Modelling heterogeneity and its impact on disease transmission dynamics

Yanni Xiao Xi`an Jiaotong University Peoples Rep of China Co-Author(s):    Yanni Xiao, Biao Tang, Pengfei Song

Abstract: Human heterogeneity is a critical issue in infectious disease transmission dynamics modelling, and it has recently received much attention in COVID-19 studies. In this talk, a novel model with heterogeneity in susceptible individuals is proposed to accurately estimate the final size. Then, a general human heterogeneous disease model with mutation is proposed to comprehensively study the effects of human heterogeneity on basic reproduction number, final epidemic size and herd immunity. We show that human heterogeneity may increase or decrease herd immunity level, strongly depending on some convexity of the heterogeneity function.

Global Dynamics of Nonlocal Dispersal Systems with Time-Varying Domains

Hailong Ye Shenzhen University Peoples Rep of China Co-Author(s):

Abstract: In this talk, I will report our recent research on the asymptotic behaviour of a class of nonlocal dispersal systems with time-varying domains. We first establish the comparison principle for generalized sub- and supersolutions of nonautonomous nonlocal dispersal systems. Based on the spectral bound, we rigorously characterize the threshold dynamics of nonautonomous nonlocal dispersal systems in the time-periodic case, which provide a comprehensive framework to examine the threshold dynamics of the original system on asymptotically fixed and time-periodic domains. In the asymptotically unbounded case, we introduce an auxiliary function to overcome the challenges arising from the asymptotically vanishing viscosity in the system and the time-dependent coupling structure in kernel. This talk is based on joint work with Prof. Xiao-Qiang Zhao and Dr. Xiandong Lin, which has been published by JDE (2026).

Convergence to forced waves of integro-difference equations in a shifting environment

Xiao Yu South China Normal University Peoples Rep of China Co-Author(s):

Abstract: We study integro-difference equations in shifting habitats. We establish the existence of forced waves and prove convergence to these waves in a moving coordinate system, provided that both limiting environments admit KPP-type structures and the rightward spreading speed coincides with the habitat speed.

PARTS OF THE EXERCISE:
[A] Give the title of every talk in the conference abstracts.
[B] Answer these from the conference abstracts, each in a few words:
(i) According to the abstract on human heterogeneity, what does the effect of human heterogeneity on the herd immunity level strongly depend on?
(ii) Which journal, and in what year, published the joint work behind the talk on nonlocal dispersal systems?
(iii) In the abstract on integro-difference equations, what must the rightward spreading speed coincide with?
[C] Carry the conference abstracts on from their last sentence.

Localization data, one point per instance

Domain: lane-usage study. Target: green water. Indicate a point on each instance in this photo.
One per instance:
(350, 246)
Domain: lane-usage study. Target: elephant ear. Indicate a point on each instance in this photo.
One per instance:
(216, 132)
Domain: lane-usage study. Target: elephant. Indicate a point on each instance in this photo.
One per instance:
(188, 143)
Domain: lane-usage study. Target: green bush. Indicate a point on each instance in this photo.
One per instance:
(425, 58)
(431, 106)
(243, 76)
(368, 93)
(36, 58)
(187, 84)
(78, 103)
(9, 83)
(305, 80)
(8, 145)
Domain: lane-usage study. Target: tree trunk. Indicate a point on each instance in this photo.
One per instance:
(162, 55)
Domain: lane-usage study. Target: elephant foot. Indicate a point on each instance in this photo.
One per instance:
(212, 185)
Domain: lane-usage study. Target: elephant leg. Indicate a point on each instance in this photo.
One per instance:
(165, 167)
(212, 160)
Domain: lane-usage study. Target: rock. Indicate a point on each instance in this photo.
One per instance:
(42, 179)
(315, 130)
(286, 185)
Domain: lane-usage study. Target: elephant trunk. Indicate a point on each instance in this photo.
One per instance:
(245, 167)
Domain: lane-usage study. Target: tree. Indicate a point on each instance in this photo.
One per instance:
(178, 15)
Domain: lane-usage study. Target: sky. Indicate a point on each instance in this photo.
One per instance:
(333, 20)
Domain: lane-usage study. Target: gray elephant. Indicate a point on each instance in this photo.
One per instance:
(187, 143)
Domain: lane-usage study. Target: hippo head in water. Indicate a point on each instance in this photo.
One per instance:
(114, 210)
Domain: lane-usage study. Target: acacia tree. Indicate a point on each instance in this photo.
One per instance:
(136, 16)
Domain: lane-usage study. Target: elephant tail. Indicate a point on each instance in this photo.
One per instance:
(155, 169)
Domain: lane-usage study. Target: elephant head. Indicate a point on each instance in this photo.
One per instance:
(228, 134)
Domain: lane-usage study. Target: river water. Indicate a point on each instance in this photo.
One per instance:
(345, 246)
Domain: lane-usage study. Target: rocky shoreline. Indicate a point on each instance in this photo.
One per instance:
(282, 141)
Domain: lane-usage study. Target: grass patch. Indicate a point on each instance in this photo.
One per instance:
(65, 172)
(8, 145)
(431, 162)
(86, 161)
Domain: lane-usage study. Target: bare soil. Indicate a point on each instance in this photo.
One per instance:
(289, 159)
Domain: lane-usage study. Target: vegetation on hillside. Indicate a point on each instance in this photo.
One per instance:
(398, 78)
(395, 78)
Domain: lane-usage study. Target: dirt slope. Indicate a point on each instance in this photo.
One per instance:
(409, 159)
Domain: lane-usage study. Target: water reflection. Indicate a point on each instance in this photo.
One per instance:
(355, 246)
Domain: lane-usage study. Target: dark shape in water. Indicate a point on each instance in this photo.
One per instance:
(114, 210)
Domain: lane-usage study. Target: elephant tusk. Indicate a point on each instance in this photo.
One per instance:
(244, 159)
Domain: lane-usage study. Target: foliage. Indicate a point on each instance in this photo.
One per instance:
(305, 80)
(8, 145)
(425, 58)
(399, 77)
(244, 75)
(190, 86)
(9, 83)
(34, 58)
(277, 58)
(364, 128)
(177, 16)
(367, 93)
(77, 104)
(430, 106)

TASK ANSWERS:
[A]
Modelling heterogeneity and its impact on disease transmission dynamics
Global Dynamics of Nonlocal Dispersal Systems with Time-Varying Domains
Convergence to forced waves of integro-difference equations in a shifting environment

[B]
(i) Some convexity of the heterogeneity function
(ii) JDE, 2026
(iii) The habitat speed

[C]
Well-posedness and propagation dynamics of reaction-diffusion equations with Borel-measure coefficients

Ziqi Zhen School of Mathematical Sciences, University of Science and Technology of China, Hefei, Anhui 230026, People's Republic of China Peoples Rep of China Co-Author(s):    Xing Liang

Abstract: We study the equation $ u_t = u_{xx} + \beta(x; L) g(u) - a u$, $x \in \mathbb{R}$, where the Borel-measure coefficient $\beta(x;L)$ represents the local density of calcium release sites with $L$ being the separation between release sites and $g(u)$ satisfies a weak Allee effect condition. The model describes intracellular waves in a continuum excitable media with discrete release sites. In this paper, we first establish the well-posedness of the Cauchy problem for general Borel-measure $\beta(x;L)$ within a rigorous mathematical framework, using an approximation procedure. Next, we investigate the propagation dynamics of the model where $\beta(x;L)$ is an $L^1$ perturbation of the periodic Dirac sources $\sum_{n=-\infty}^{+\infty} \delta(x - nL)$ and $g(u) = u^p (1 - u)$ with the integer $p \ge 2$. We focus on the bistable regime of the model, which is determined by the decay strength parameter $a$ and the separation distance $L$ between release sites, in which the model admits exactly three $L$-periodic steady states. We establish the existence of pulsating waves that spatially connect stable steady states by a dynamical systems approach. Furthermore, we prove that any such traveling wave with nonzero speed is both unique and globally exponentially stable via the squeezing method.